__Required work__
Pick out every line below that contains the word "white", and copy each one.
>> begin Data provided
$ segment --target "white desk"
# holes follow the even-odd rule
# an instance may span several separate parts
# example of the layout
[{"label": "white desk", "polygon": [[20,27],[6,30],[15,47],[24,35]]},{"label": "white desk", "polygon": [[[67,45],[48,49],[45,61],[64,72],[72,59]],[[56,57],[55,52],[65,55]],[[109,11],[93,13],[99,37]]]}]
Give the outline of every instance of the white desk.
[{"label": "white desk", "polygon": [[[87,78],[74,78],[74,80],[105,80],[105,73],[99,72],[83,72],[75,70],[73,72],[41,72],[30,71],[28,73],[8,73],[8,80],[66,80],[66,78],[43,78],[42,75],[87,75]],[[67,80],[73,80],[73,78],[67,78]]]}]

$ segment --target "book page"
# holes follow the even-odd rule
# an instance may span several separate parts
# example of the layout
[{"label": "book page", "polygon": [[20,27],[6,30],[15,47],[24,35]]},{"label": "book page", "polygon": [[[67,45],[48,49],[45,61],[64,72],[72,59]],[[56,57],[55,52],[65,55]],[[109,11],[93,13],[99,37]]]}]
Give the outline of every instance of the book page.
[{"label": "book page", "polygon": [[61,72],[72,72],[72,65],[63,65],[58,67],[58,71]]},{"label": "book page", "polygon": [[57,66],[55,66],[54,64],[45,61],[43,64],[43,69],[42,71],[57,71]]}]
>> end Data provided
__Task answer__
$ segment --target "white desk"
[{"label": "white desk", "polygon": [[20,27],[6,30],[15,47],[24,35]]},{"label": "white desk", "polygon": [[[67,45],[48,49],[45,61],[64,72],[72,59]],[[56,57],[55,52],[65,55]],[[109,11],[93,13],[99,37]]]}]
Give the outline of every instance of the white desk.
[{"label": "white desk", "polygon": [[[87,78],[74,78],[74,80],[105,80],[105,73],[99,72],[83,72],[75,70],[73,72],[41,72],[30,71],[28,73],[8,73],[8,80],[66,80],[66,78],[43,78],[42,75],[87,75]],[[67,80],[73,80],[73,78],[67,78]]]}]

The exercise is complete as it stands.